Another thing is when a story starts off great and then just kind of drifts off at the end. Almost like the author got bored by the end and was forcing themselves to finish things. If they can't get into their own story, how are they going to expect anyone else to?

Transparent plots is another. In college, my writing teacher once told me that when writing you should offer a lot to your readers so they don't get confused. I knew by this she meant a lot of input into the main character, but not the plot. But it seems to me that this point is sometimes lost on others that lay all their cards out on the table.

Back Plotting. I hate this. When the first paragraph, chapter, sentence, whatever, tells you what's going to happen point blank, and the rest of the story leads up to it. Sometimes this is good, such as in the movie Moulin Rouge when you know from the beginning that a certain character is going to die. But this is, in my opinion, is a hard trick to get a hold of. It can either work very well, or bomb. And most of the times I've seen it, it bombs. I can't bring myself to read a story when I already know what's going to happen at the end. That's kind of the point of reading a story is to follow it from beginning to end.

————————

### What to produce
Reproduce the complaints about storytelling flaws above word for word, in full.

Region annotation records:
————————

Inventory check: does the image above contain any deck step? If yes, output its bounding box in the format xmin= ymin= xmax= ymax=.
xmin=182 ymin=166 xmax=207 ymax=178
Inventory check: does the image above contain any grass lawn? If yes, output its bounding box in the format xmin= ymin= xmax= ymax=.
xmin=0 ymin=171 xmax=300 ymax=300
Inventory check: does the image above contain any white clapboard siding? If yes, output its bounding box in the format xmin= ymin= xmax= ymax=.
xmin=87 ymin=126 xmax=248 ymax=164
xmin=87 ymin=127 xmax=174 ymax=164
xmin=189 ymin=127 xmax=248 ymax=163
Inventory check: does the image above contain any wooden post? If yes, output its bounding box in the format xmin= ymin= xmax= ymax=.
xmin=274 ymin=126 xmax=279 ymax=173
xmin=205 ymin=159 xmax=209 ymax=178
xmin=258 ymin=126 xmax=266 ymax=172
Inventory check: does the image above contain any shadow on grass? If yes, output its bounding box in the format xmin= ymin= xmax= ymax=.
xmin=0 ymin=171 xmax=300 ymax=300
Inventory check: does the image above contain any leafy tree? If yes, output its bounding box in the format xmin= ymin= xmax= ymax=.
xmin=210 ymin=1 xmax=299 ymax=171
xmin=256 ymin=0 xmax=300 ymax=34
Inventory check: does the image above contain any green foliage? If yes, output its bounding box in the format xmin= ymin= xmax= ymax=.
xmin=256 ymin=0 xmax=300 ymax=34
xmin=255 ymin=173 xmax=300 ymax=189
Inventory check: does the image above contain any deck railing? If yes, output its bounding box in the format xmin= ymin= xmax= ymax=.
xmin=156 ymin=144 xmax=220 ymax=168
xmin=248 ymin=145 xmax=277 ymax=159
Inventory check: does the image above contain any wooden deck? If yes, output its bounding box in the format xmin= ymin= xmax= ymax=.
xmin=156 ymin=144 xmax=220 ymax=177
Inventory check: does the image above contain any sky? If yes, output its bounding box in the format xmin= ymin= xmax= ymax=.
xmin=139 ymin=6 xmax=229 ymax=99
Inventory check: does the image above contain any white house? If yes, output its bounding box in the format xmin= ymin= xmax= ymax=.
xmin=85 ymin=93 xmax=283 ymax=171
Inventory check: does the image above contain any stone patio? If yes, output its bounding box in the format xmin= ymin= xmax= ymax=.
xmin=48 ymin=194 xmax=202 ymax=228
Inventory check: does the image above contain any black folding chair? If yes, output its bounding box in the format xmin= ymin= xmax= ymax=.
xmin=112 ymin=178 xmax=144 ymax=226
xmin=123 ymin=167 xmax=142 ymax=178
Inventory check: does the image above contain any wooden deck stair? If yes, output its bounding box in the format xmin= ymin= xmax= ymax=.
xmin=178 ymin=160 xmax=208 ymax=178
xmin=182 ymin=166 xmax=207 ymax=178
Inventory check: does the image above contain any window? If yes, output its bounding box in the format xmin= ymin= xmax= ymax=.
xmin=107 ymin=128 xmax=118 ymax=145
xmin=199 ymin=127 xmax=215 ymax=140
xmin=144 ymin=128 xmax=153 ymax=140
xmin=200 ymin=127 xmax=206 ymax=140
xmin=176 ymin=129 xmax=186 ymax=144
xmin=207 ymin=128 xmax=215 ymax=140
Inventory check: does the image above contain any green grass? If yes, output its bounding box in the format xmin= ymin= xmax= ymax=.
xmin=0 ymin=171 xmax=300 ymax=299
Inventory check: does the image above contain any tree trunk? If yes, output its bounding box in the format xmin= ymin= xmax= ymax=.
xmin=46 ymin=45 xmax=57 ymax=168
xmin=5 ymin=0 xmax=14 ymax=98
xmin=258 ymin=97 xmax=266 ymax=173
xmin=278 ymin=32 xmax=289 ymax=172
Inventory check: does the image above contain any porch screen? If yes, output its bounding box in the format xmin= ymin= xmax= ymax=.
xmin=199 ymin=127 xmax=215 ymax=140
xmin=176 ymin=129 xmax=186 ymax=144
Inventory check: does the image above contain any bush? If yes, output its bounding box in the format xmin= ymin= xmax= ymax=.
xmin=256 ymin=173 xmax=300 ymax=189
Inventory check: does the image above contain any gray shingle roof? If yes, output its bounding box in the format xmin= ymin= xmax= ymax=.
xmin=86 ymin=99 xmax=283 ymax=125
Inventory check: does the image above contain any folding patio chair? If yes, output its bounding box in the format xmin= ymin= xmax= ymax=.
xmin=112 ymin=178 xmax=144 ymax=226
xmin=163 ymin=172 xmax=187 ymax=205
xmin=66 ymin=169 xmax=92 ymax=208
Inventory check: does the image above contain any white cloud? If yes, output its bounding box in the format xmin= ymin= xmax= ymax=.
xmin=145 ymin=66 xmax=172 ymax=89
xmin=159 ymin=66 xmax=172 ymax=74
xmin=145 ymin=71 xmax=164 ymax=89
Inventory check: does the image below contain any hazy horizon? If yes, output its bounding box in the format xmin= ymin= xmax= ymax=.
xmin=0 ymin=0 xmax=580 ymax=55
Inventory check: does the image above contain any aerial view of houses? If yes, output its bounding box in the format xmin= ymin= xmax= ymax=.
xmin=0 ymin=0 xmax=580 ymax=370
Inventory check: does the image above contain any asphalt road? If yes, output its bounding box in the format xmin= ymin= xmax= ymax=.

————————

### The output
Another thing is when a story starts off great and then just kind of drifts off at the end. Almost like the author got bored by the end and was forcing themselves to finish things. If they can't get into their own story, how are they going to expect anyone else to?

Transparent plots is another. In college, my writing teacher once told me that when writing you should offer a lot to your readers so they don't get confused. I knew by this she meant a lot of input into the main character, but not the plot. But it seems to me that this point is sometimes lost on others that lay all their cards out on the table.

Back Plotting. I hate this. When the first paragraph, chapter, sentence, whatever, tells you what's going to happen point blank, and the rest of the story leads up to it. Sometimes this is good, such as in the movie Moulin Rouge when you know from the beginning that a certain character is going to die. But this is, in my opinion, is a hard trick to get a hold of. It can either work very well, or bomb. And most of the times I've seen it, it bombs. I can't bring myself to read a story when I already know what's going to happen at the end. That's kind of the point of reading a story is to follow it from beginning to end.